Study text: Begin
And this time I'm keeping hold of them....
I'm writing in Wetherspoons.
I caught the bus into town. Had the obligatory conversations with the characters and old dears who live in my sleepy little village while I waited at the bus stop outside the post office a.k.a - The hub of our tranquil little corner of the world. Then I buried my head in a book for the duration of the journey until I reached my destination.
After a bit of retail therapy I'll catch the bus back. Walking through these green fields of nothingness until I reach my little van tucked away amongst the trees, out here in nowheresville.
I'll lock myself in. Later I'll cook. Maybe listen to music. Shower, and then write or watch Netflix. I'll either be in bed before Midnight or still awake at 3....
At some point I need to think about socialising.
Study text: End
Summarize the text about a bus trip into town in two sentences.
Listed records: Begin
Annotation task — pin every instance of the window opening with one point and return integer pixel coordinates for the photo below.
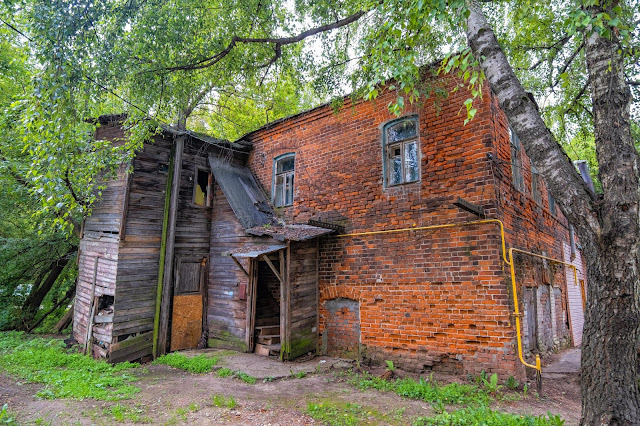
(516, 160)
(283, 180)
(552, 204)
(402, 163)
(202, 189)
(535, 187)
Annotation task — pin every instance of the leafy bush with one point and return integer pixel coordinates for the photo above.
(337, 414)
(487, 417)
(195, 364)
(64, 374)
(222, 401)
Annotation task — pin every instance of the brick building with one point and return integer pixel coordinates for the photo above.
(350, 232)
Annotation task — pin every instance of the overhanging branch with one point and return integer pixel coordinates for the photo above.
(279, 42)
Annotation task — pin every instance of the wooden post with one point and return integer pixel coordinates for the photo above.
(167, 279)
(92, 306)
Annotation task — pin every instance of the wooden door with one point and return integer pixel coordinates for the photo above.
(186, 321)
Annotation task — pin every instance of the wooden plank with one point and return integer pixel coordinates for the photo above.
(273, 268)
(167, 280)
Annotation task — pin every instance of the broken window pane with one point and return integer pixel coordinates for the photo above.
(283, 181)
(411, 161)
(406, 129)
(395, 176)
(402, 154)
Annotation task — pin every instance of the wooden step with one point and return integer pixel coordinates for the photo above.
(267, 350)
(269, 340)
(268, 330)
(274, 321)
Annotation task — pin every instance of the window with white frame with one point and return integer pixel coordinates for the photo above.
(516, 160)
(284, 170)
(402, 163)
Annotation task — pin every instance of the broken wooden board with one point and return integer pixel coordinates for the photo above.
(186, 324)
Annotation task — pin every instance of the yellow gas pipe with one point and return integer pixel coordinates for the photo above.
(509, 261)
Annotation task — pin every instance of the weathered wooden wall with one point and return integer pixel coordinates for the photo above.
(139, 253)
(98, 254)
(303, 309)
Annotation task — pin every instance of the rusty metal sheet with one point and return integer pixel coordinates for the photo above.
(186, 325)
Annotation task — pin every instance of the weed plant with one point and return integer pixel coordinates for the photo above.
(65, 374)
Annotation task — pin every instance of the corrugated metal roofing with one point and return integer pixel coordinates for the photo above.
(247, 200)
(289, 232)
(257, 250)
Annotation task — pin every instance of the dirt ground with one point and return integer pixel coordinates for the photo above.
(172, 396)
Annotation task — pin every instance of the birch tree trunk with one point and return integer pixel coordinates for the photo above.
(608, 228)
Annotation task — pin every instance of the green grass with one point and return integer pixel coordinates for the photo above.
(64, 374)
(124, 413)
(246, 378)
(6, 417)
(425, 390)
(487, 417)
(223, 401)
(224, 372)
(195, 364)
(341, 414)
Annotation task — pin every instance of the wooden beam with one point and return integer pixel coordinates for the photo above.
(167, 279)
(273, 268)
(240, 266)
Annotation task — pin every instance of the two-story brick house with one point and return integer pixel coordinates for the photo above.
(356, 233)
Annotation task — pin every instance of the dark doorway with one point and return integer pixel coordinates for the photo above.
(267, 313)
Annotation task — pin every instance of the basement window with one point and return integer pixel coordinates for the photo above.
(401, 161)
(535, 186)
(202, 188)
(516, 160)
(284, 171)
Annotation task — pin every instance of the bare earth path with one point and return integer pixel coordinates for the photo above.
(172, 396)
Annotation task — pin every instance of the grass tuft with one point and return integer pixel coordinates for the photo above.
(425, 390)
(195, 364)
(64, 374)
(224, 402)
(487, 417)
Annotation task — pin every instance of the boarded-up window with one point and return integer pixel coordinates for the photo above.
(402, 163)
(284, 169)
(202, 188)
(516, 161)
(552, 204)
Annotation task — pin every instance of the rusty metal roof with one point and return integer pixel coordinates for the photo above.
(247, 200)
(256, 250)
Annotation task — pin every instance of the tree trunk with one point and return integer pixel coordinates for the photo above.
(612, 320)
(608, 228)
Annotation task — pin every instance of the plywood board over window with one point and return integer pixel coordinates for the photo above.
(402, 154)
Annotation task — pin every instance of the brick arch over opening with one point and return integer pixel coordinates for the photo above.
(341, 327)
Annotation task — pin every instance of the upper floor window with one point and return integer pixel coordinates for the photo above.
(202, 188)
(516, 161)
(402, 164)
(284, 169)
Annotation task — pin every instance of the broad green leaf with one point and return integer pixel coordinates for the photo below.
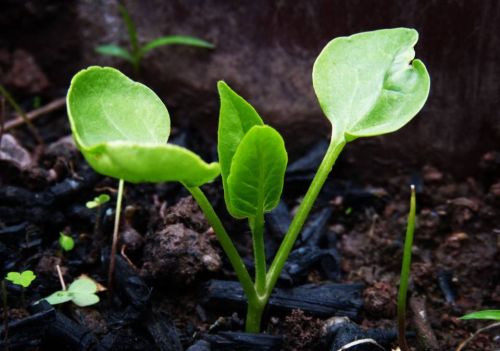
(257, 173)
(138, 163)
(23, 279)
(236, 118)
(83, 285)
(105, 105)
(369, 83)
(59, 297)
(84, 299)
(122, 127)
(485, 314)
(114, 50)
(175, 40)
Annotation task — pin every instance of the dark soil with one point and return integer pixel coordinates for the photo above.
(169, 253)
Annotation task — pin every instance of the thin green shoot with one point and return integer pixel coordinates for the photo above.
(405, 273)
(138, 51)
(66, 242)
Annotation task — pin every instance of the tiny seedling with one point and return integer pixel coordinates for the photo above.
(485, 314)
(82, 292)
(367, 84)
(138, 51)
(98, 201)
(66, 242)
(405, 273)
(23, 279)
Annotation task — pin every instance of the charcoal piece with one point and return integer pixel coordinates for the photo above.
(278, 220)
(243, 341)
(65, 334)
(301, 260)
(130, 286)
(163, 331)
(28, 332)
(447, 287)
(316, 227)
(200, 345)
(342, 333)
(322, 300)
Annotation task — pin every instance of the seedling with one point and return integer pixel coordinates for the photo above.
(82, 292)
(98, 201)
(66, 242)
(23, 279)
(367, 84)
(405, 273)
(138, 51)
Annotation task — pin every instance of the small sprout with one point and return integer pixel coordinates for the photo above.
(98, 201)
(137, 50)
(23, 279)
(82, 292)
(66, 242)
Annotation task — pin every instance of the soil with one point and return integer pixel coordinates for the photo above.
(169, 252)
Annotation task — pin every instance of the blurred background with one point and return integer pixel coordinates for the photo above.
(265, 50)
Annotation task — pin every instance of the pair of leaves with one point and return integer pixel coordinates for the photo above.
(252, 156)
(122, 127)
(82, 292)
(23, 279)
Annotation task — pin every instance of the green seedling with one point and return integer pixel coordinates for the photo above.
(82, 292)
(405, 273)
(66, 242)
(138, 51)
(23, 279)
(485, 314)
(98, 201)
(367, 84)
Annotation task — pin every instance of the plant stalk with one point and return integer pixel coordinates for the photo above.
(405, 273)
(259, 251)
(226, 243)
(337, 143)
(112, 258)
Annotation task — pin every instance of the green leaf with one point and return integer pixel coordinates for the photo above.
(105, 105)
(485, 314)
(121, 128)
(66, 242)
(175, 40)
(137, 163)
(59, 297)
(257, 172)
(236, 118)
(369, 83)
(114, 50)
(23, 279)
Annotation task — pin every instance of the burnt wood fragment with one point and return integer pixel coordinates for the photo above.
(243, 341)
(28, 332)
(322, 300)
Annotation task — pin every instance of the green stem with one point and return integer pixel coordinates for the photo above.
(259, 251)
(112, 258)
(336, 145)
(226, 243)
(405, 273)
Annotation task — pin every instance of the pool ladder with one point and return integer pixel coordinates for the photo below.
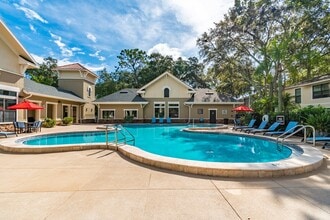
(126, 135)
(289, 133)
(118, 130)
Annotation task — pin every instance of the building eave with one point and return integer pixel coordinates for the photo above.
(122, 103)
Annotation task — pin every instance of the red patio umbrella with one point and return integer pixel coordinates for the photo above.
(25, 105)
(242, 108)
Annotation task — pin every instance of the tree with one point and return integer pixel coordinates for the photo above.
(277, 40)
(45, 74)
(190, 71)
(105, 84)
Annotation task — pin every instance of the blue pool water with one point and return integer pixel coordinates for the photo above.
(170, 141)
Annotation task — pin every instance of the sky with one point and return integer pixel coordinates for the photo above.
(93, 32)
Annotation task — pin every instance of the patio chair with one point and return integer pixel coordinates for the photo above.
(36, 126)
(19, 127)
(262, 125)
(6, 133)
(250, 125)
(288, 130)
(273, 127)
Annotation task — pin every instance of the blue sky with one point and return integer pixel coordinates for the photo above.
(93, 32)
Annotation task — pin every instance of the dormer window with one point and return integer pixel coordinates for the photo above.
(166, 93)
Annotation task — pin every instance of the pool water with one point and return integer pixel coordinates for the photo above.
(171, 141)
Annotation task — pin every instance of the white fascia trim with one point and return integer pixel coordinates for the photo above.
(121, 103)
(213, 103)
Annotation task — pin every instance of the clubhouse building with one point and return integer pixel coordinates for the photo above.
(164, 97)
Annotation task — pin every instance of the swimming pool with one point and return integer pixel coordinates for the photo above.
(171, 141)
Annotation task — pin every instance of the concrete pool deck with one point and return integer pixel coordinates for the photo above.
(297, 163)
(102, 184)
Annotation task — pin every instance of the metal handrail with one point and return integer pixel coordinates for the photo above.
(292, 132)
(120, 128)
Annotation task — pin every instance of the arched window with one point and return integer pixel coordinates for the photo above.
(166, 93)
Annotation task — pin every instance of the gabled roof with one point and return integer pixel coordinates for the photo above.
(74, 67)
(207, 96)
(16, 46)
(161, 76)
(123, 96)
(34, 88)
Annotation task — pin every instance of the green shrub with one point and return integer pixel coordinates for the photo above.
(67, 120)
(49, 123)
(320, 122)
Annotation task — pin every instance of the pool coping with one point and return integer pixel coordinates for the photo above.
(309, 160)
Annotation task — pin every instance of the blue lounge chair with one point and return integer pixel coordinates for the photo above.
(288, 130)
(320, 139)
(262, 125)
(6, 133)
(250, 125)
(273, 127)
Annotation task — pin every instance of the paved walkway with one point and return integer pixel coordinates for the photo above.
(101, 184)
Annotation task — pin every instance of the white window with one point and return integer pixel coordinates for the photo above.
(131, 113)
(173, 109)
(159, 109)
(166, 93)
(89, 91)
(8, 97)
(108, 114)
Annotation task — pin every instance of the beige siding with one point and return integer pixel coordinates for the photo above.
(73, 85)
(307, 96)
(9, 60)
(149, 108)
(223, 111)
(120, 110)
(156, 90)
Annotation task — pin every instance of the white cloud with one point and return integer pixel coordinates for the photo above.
(91, 37)
(200, 15)
(65, 51)
(97, 55)
(165, 50)
(30, 13)
(32, 28)
(37, 58)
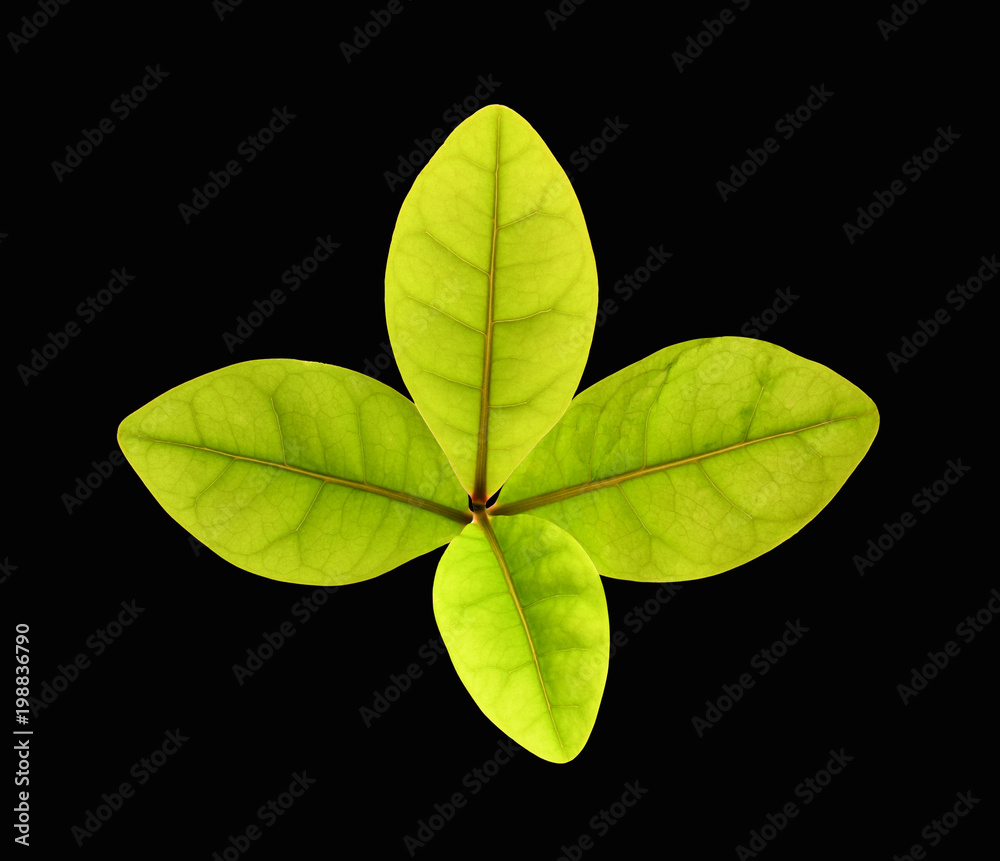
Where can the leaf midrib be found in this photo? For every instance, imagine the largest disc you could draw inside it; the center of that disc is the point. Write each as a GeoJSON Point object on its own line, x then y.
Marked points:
{"type": "Point", "coordinates": [479, 494]}
{"type": "Point", "coordinates": [462, 517]}
{"type": "Point", "coordinates": [567, 492]}
{"type": "Point", "coordinates": [484, 522]}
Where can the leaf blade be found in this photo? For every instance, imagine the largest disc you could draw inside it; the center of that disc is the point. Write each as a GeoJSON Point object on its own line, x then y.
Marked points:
{"type": "Point", "coordinates": [297, 471]}
{"type": "Point", "coordinates": [523, 615]}
{"type": "Point", "coordinates": [686, 464]}
{"type": "Point", "coordinates": [491, 238]}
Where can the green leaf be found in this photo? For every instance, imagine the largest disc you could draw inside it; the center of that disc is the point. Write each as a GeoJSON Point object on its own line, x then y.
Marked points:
{"type": "Point", "coordinates": [491, 295]}
{"type": "Point", "coordinates": [297, 471]}
{"type": "Point", "coordinates": [522, 612]}
{"type": "Point", "coordinates": [696, 459]}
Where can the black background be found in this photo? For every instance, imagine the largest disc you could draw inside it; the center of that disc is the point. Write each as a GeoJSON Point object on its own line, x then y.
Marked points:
{"type": "Point", "coordinates": [67, 572]}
Listed records: End
**Your response**
The writer took the bus into town from a quiet village, talking with locals at the bus stop outside the post office and reading a book during the ride, and is now writing in Wetherspoons. After some shopping, the writer plans to ride the bus back, walk through the fields to a van tucked among the trees, and spend the evening cooking, showering, and writing or watching Netflix, while noting a need to think about socializing.